Show each line of the records below that contains the word "white".
** Start SUPPLIED RECORDS **
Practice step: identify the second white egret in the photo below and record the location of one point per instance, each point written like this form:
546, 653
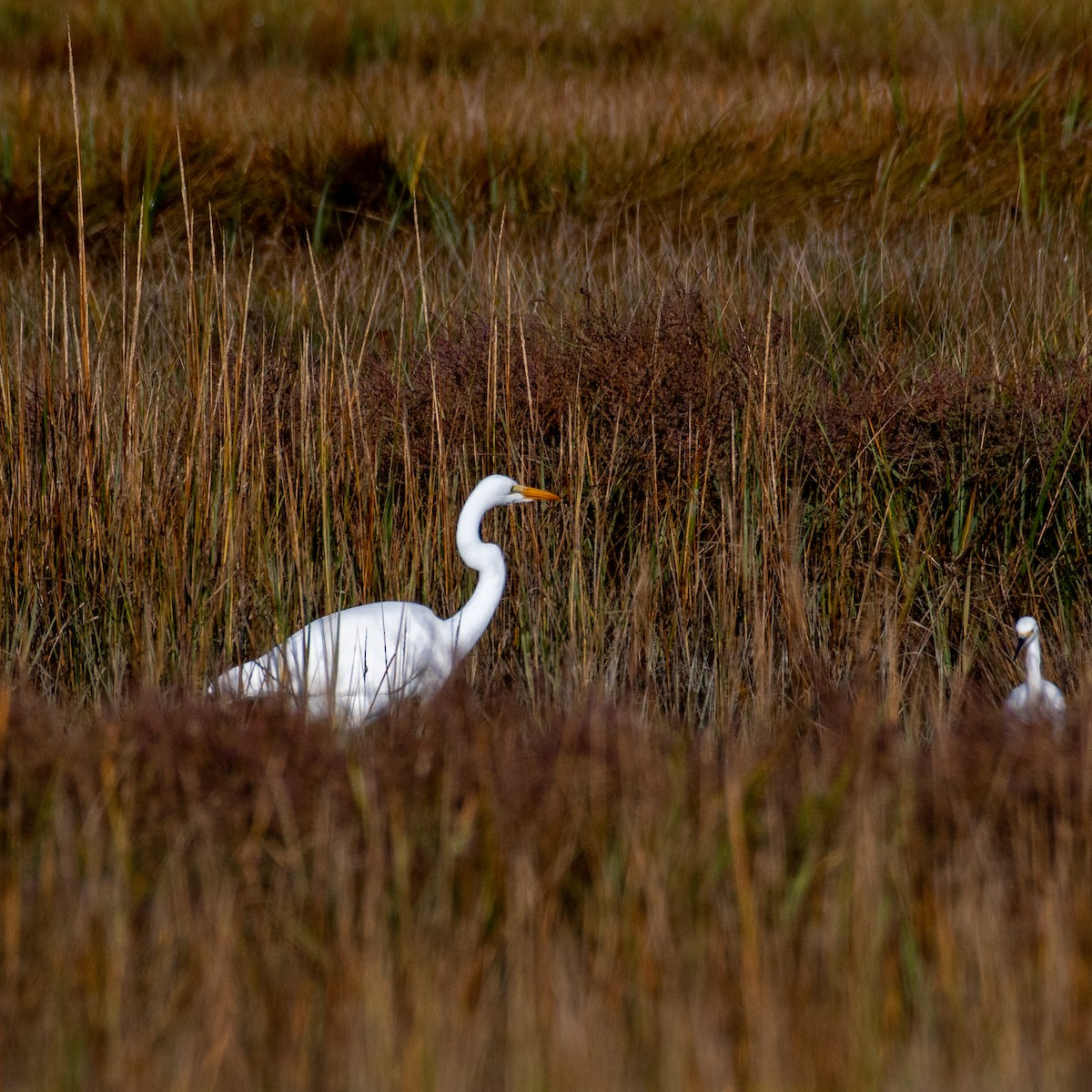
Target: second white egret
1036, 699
** End SUPPLIED RECORDS **
** Start SUPPLIED RECORDS **
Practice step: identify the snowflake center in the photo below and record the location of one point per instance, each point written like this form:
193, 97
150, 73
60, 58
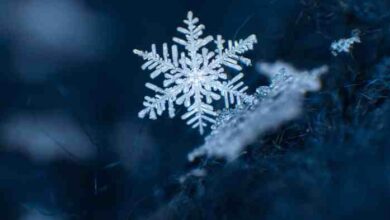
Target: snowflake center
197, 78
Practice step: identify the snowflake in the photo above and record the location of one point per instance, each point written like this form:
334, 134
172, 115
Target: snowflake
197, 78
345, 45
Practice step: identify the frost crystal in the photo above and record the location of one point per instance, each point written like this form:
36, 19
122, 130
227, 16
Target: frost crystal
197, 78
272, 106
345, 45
** End SUPPLIED RECORDS **
** Start SUPPLIED RECORDS **
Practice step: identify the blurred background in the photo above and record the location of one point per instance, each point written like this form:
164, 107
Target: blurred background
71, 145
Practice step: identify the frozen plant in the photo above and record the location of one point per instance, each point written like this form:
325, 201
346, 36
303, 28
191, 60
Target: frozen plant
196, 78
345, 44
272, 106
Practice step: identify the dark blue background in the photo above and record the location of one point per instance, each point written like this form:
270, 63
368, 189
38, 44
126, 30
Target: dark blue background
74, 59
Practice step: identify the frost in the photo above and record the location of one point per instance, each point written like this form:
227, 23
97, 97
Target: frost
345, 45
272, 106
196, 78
** End SUPPLIED RECORDS **
• _SOLUTION_:
Practice step: identify the second white egret in the photo below and record the location of one point per instance, each point written like this form:
Target: second white egret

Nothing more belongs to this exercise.